Work to do: Rewrite every row below with "example of the format" changed to "format sample" and nothing else altered. Omit the pictures from your answer.

======== Exercise data ========

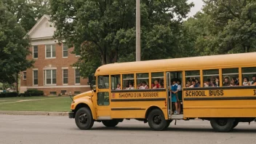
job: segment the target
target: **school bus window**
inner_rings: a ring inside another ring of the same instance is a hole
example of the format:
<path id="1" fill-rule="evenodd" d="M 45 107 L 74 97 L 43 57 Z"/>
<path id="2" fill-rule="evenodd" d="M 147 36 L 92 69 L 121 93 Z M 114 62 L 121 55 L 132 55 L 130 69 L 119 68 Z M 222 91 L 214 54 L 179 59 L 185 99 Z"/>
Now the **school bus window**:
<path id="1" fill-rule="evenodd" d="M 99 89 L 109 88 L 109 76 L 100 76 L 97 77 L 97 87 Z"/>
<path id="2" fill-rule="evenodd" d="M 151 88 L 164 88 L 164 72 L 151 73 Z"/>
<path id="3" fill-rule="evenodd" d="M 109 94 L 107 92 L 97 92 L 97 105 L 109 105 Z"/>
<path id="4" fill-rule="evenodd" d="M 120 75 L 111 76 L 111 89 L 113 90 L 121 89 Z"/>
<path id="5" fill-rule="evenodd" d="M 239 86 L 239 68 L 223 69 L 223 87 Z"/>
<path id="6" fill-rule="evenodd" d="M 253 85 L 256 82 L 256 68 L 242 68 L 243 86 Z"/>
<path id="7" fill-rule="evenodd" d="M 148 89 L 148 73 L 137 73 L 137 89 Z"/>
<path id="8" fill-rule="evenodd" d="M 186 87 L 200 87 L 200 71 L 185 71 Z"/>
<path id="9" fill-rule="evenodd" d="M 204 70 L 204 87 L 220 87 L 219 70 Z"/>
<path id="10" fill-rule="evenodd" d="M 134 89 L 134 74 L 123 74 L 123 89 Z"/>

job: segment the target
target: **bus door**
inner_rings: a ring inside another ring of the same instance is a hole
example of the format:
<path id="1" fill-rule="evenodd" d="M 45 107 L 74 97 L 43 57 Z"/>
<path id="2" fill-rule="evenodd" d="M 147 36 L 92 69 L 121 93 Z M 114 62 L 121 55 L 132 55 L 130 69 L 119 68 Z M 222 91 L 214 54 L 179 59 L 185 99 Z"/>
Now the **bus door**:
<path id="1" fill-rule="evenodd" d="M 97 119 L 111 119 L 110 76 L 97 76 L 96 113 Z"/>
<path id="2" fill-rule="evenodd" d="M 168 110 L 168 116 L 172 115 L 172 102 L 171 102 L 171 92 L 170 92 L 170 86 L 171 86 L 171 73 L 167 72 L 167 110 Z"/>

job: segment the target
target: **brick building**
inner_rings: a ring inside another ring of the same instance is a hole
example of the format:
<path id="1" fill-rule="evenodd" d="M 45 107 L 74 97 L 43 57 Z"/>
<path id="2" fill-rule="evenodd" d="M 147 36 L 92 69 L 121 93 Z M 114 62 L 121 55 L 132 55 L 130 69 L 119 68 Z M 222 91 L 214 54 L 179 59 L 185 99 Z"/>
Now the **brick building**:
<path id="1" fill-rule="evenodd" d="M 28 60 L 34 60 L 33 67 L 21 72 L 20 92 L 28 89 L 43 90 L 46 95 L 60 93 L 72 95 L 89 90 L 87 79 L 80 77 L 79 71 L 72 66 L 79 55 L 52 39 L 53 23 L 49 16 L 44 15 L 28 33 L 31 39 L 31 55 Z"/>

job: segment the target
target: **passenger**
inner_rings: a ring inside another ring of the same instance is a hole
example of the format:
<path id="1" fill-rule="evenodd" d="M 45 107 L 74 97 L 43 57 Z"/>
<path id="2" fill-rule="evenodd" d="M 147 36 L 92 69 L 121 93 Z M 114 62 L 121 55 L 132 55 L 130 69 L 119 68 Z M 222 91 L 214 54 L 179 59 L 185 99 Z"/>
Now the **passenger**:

========

Written reply:
job: segment the target
target: **school bus window**
inner_rings: a ring inside another ring of the same instance is a hole
format sample:
<path id="1" fill-rule="evenodd" d="M 45 107 L 74 97 L 43 57 Z"/>
<path id="2" fill-rule="evenodd" d="M 147 36 L 92 69 L 121 93 Z M 114 62 L 121 55 L 132 55 L 130 69 L 119 68 Z M 222 91 L 214 54 L 179 59 L 185 99 Z"/>
Now the **school bus window**:
<path id="1" fill-rule="evenodd" d="M 99 89 L 109 88 L 109 76 L 100 76 L 97 77 L 97 87 Z"/>
<path id="2" fill-rule="evenodd" d="M 151 88 L 164 88 L 164 72 L 151 73 Z"/>
<path id="3" fill-rule="evenodd" d="M 109 94 L 107 92 L 97 92 L 97 105 L 109 105 Z"/>
<path id="4" fill-rule="evenodd" d="M 120 75 L 111 76 L 111 89 L 113 90 L 121 89 Z"/>
<path id="5" fill-rule="evenodd" d="M 239 86 L 239 68 L 223 69 L 223 87 Z"/>
<path id="6" fill-rule="evenodd" d="M 253 85 L 256 82 L 256 68 L 242 68 L 243 86 Z"/>
<path id="7" fill-rule="evenodd" d="M 148 89 L 148 73 L 137 73 L 137 89 Z"/>
<path id="8" fill-rule="evenodd" d="M 186 87 L 200 87 L 200 71 L 185 71 Z"/>
<path id="9" fill-rule="evenodd" d="M 204 70 L 204 87 L 220 87 L 219 70 Z"/>
<path id="10" fill-rule="evenodd" d="M 134 89 L 134 74 L 123 74 L 123 89 Z"/>

job: segment the target
target: **bus door**
inner_rings: a ring inside another ring of the same instance is a hole
format sample:
<path id="1" fill-rule="evenodd" d="M 45 107 L 74 97 L 43 57 Z"/>
<path id="2" fill-rule="evenodd" d="M 147 36 L 92 69 L 121 93 Z M 114 62 L 121 55 L 132 55 L 130 69 L 119 68 Z M 222 91 L 214 54 L 179 59 L 185 99 Z"/>
Now the **bus door**:
<path id="1" fill-rule="evenodd" d="M 97 119 L 111 119 L 110 76 L 97 76 L 96 113 Z"/>
<path id="2" fill-rule="evenodd" d="M 168 110 L 168 116 L 172 115 L 172 102 L 171 102 L 171 92 L 170 92 L 170 86 L 171 86 L 171 73 L 167 72 L 167 110 Z"/>

job: segment the target
target: **brick building**
inner_rings: a ring inside another ring of the same instance is a hole
format sample:
<path id="1" fill-rule="evenodd" d="M 45 107 L 74 97 L 43 57 Z"/>
<path id="2" fill-rule="evenodd" d="M 147 36 L 92 69 L 121 93 Z M 114 62 L 121 55 L 132 55 L 130 69 L 119 68 Z M 222 91 L 214 54 L 179 59 L 185 99 Z"/>
Now the **brick building**:
<path id="1" fill-rule="evenodd" d="M 28 60 L 34 60 L 33 67 L 21 72 L 20 92 L 28 89 L 43 90 L 46 95 L 60 93 L 72 95 L 89 90 L 87 79 L 80 77 L 79 71 L 72 66 L 79 55 L 52 39 L 53 23 L 49 16 L 44 15 L 28 33 L 31 39 L 31 55 Z"/>

job: segment the target
target: **passenger**
inner_rings: a ring inside another ring of the same instance is a hole
format sample:
<path id="1" fill-rule="evenodd" d="M 45 107 L 74 97 L 43 57 Z"/>
<path id="2" fill-rule="evenodd" d="M 147 36 L 92 69 L 121 93 Z M 114 62 L 121 55 L 132 55 L 130 69 L 119 68 Z M 222 91 L 214 54 L 179 59 L 185 99 Z"/>
Now the **passenger**:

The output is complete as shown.